### What the exercise asks
Please reproduce the listing from the line containing "storefront on this basis." through the line containing "(1153, 960)", changing "keypoint" to "marker" and keeping everything else the same.

### Dataset excerpts

####

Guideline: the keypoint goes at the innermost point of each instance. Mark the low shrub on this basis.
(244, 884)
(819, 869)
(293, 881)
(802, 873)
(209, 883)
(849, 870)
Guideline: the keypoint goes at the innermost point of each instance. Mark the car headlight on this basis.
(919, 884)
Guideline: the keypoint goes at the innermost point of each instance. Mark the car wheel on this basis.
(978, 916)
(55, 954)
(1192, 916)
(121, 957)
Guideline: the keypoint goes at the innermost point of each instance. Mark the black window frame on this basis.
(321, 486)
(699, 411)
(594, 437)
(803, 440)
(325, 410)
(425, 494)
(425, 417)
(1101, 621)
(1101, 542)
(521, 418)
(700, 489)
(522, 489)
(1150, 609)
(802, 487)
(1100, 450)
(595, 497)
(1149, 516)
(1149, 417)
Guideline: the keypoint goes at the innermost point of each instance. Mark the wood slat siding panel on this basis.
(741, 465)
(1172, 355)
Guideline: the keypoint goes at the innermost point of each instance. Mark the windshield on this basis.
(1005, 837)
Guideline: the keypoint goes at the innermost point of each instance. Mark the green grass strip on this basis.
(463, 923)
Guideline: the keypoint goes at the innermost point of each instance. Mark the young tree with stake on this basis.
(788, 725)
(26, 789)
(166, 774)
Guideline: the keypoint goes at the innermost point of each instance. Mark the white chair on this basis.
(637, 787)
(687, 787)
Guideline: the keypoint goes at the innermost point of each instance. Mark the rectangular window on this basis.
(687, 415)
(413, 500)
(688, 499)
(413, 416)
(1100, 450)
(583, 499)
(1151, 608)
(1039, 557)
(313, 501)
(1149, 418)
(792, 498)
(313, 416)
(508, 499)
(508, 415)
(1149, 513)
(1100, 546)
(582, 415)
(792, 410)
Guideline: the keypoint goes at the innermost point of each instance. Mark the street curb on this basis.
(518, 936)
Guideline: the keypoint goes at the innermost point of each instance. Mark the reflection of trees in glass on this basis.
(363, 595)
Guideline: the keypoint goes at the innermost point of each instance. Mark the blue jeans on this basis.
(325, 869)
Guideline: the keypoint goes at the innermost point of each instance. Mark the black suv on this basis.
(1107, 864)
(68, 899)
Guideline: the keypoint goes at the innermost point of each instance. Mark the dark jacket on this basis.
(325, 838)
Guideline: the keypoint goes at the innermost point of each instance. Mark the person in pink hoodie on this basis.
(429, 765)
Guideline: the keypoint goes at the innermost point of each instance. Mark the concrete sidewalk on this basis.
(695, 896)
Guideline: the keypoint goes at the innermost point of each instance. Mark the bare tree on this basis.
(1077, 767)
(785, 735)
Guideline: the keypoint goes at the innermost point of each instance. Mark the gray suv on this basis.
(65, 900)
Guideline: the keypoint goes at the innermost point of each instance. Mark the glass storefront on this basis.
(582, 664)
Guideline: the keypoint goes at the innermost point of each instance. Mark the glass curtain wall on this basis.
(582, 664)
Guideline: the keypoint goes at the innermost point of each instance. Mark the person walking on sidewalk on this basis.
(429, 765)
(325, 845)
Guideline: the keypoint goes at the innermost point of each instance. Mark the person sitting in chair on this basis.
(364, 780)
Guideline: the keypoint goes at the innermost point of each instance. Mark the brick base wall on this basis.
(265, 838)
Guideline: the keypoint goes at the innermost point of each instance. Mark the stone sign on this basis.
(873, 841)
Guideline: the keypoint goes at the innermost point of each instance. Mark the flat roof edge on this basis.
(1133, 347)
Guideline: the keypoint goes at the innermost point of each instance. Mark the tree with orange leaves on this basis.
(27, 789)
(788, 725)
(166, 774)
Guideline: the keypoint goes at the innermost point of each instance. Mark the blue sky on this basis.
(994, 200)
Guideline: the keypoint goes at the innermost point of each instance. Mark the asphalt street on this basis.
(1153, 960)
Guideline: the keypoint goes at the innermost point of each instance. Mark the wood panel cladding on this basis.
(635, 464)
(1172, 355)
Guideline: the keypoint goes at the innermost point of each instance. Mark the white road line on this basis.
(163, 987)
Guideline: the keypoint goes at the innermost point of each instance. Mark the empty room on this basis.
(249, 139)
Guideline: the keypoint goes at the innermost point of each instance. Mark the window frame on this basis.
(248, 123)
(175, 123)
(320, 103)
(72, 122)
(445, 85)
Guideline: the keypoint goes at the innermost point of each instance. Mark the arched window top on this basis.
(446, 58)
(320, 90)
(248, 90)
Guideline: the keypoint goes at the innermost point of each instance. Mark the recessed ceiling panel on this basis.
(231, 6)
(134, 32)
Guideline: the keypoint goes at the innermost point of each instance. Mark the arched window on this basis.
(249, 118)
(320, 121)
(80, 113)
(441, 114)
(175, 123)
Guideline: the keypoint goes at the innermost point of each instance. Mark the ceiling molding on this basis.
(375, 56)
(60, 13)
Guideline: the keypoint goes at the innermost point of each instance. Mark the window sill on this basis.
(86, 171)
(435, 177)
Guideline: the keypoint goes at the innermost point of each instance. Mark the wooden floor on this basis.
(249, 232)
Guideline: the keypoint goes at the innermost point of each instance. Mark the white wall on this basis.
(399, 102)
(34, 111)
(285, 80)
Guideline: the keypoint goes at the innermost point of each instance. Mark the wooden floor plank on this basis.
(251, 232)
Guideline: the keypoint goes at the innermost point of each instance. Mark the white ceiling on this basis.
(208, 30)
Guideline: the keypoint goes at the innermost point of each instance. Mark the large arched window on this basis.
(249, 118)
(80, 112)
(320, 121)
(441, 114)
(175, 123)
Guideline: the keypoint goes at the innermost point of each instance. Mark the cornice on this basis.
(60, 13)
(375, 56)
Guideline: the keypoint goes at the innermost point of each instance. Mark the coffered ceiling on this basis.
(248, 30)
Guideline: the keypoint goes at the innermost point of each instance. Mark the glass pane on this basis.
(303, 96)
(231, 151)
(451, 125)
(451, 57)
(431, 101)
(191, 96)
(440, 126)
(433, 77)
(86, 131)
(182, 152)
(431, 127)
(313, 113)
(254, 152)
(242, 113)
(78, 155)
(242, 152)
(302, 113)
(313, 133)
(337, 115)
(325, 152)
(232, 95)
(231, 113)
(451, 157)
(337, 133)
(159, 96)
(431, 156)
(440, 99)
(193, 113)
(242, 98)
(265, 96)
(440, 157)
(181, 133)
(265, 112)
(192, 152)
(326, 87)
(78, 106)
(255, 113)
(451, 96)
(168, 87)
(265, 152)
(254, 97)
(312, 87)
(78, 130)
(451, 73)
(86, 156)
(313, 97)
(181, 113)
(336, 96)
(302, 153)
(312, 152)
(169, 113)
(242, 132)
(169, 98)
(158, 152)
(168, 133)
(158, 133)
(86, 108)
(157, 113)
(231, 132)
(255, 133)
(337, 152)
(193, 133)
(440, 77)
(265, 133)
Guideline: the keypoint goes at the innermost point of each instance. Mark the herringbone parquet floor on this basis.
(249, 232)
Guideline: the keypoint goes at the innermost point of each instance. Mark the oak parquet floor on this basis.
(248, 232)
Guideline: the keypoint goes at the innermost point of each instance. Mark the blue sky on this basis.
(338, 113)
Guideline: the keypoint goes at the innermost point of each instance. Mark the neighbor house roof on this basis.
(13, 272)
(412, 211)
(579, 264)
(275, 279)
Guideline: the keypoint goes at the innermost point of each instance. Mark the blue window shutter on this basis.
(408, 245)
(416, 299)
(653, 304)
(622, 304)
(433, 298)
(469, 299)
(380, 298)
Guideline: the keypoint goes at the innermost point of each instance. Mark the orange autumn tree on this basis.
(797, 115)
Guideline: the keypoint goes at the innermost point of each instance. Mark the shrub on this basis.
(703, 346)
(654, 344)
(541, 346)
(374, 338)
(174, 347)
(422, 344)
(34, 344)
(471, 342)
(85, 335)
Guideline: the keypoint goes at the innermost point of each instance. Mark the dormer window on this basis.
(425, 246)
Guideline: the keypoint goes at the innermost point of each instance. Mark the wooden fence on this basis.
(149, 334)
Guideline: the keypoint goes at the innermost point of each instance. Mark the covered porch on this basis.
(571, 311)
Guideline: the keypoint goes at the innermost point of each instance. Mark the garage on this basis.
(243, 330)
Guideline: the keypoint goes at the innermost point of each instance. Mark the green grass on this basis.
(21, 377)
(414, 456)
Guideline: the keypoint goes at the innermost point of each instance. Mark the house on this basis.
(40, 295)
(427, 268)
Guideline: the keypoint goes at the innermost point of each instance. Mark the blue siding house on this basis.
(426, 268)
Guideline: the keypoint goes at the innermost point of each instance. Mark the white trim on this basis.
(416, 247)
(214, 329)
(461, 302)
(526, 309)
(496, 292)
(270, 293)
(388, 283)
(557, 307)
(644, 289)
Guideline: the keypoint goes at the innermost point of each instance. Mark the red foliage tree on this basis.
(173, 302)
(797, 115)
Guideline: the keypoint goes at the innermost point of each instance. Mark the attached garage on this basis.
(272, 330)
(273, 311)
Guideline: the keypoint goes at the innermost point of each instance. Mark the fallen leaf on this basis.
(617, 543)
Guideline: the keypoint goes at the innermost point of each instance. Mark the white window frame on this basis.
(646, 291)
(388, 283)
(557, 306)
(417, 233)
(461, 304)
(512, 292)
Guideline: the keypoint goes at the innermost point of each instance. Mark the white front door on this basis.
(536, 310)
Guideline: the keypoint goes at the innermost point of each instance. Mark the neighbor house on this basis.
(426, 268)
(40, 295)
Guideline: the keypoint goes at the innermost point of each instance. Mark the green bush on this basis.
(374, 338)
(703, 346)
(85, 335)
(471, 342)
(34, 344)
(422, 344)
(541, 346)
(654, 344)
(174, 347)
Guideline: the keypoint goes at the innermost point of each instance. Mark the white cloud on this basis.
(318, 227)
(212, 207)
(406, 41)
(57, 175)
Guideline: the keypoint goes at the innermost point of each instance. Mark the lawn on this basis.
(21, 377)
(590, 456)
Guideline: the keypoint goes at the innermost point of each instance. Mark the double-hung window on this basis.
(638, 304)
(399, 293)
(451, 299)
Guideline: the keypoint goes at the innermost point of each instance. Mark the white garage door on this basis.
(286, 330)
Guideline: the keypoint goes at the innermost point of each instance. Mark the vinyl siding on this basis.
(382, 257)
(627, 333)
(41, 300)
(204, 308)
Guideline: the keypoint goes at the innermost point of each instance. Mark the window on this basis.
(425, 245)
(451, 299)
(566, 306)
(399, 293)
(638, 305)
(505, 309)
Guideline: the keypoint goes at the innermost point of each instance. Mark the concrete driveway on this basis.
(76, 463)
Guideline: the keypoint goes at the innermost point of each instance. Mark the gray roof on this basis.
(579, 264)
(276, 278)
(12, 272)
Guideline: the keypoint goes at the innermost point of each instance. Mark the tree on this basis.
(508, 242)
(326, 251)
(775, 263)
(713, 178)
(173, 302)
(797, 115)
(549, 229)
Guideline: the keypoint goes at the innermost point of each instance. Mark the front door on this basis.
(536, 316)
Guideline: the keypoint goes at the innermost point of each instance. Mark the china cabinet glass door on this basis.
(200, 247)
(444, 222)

####

### Output for this task
Guideline: the marker goes at the innermost point of each instance. Mark the glass storefront on this basis.
(582, 664)
Guideline: the marker goes at the innermost point of each instance. Mark the glass curtain wall on this basis.
(582, 664)
Guideline: the marker goes at the innermost point of each instance. Mark the person walking on sidewalk on this basis.
(429, 765)
(325, 845)
Guideline: the marker goes at the innermost point of each instance. Mark the person sitting in chair on this basis.
(364, 780)
Guideline: the marker goes at the innermost point of each instance. Mark the brick base wall on this basis.
(265, 838)
Guideline: the marker goes at the innermost point of each instance. Mark the stone sign on this basis.
(873, 841)
Guideline: the marker goes at the innermost point of each instance. Mark the flat roof edge on this basis.
(1133, 347)
Guideline: the marker goes at the innermost point of each instance. Mark the tree with orange leaves on this basis.
(27, 789)
(788, 725)
(166, 774)
Guideline: the marker goes at the innermost point of each instance. Mark the blue sky on this basis.
(994, 200)
Guideline: the marker goes at the innermost point of each instance. Mark the asphalt street on this basis.
(1153, 960)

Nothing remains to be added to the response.